EXERCISE SET —
1. In the passage on horse euthanasia, what did the friend who had been there for a horse recommend to the writer?
2. In the passage on horse euthanasia, rewrite the paragraph beginning "The decision to be present or absent" as a short bulleted list that keeps its main facts.
3. For each statement, say whether it agrees with the passage on horse euthanasia and quote the deciding words: (a) The friend's account of what to expect proved accurate. (b) The passage holds that one choice about being present is right for everyone. (c) Merlin understood that his pain might never go away.

** Opening EXCERPTED TEXT block **

Does your horse still love life?  Is he fighting hard?  Merlin certainly was and that made my decision all the more difficult.  But sometimes, having the will to live comes from lacking the knowledge of what life will be if you go on.  In other words, Merlin felt pain – tremendous pain – in the moment but he did not understand that this pain might never go away and would only get worse.  He was holding on to me and staying connected because the pain had not worn him to a nub yet.  But at some point the pain would have been too much for him and he would have collapsed inside himself and all the love in the world I had for him would not be able to change that outcome.

Should You Be There During The Final Process?

The decision to be present or absent during euthanasia is entirely a personal decision and it is fine if you choose to be there and hold your horse’s head to his last breath.  But it is also fine if you say your goodbyes then leave the rest to the vet to handle.  There is no right or wrong that is universal.

When I was seeking advice from a friend who had been there for a horse, she strongly recommended I not be present.  She told me, in great detail, what to expect every step of the way.  As hard as it was to hear (I was sobbing through the conversation) she did me a favor — she told me what to expect and everything she said turned out to be true.  She prepared me, and without her cold-hard-facts talk, I would not have been prepared.  That said, if you do decide you want to be there with your horse, understanding what will happen ahead of time can lesson the shock of experiencing it.

** Closing EXCERPTED TEXT block **
** Opening STORED DATA block **

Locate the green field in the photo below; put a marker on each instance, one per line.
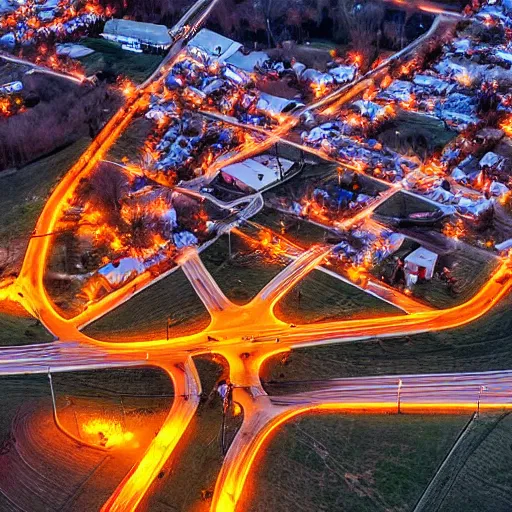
(110, 57)
(483, 345)
(482, 479)
(243, 275)
(350, 463)
(298, 231)
(51, 470)
(144, 316)
(478, 473)
(412, 131)
(401, 205)
(24, 194)
(321, 297)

** Closing STORED DATA block **

EXPECTED RESPONSES —
1. She strongly recommended that the writer not be present.

2.
- Being present or absent during euthanasia is an entirely personal decision.
- It is fine to stay and hold the horse's head until its last breath.
- It is also fine to say goodbye and leave the rest to the vet.
- No choice is universally right or wrong.

3.
(a) Yes: "everything she said turned out to be true"
(b) No: "There is no right or wrong that is universal."
(c) No: "he did not understand that this pain might never go away"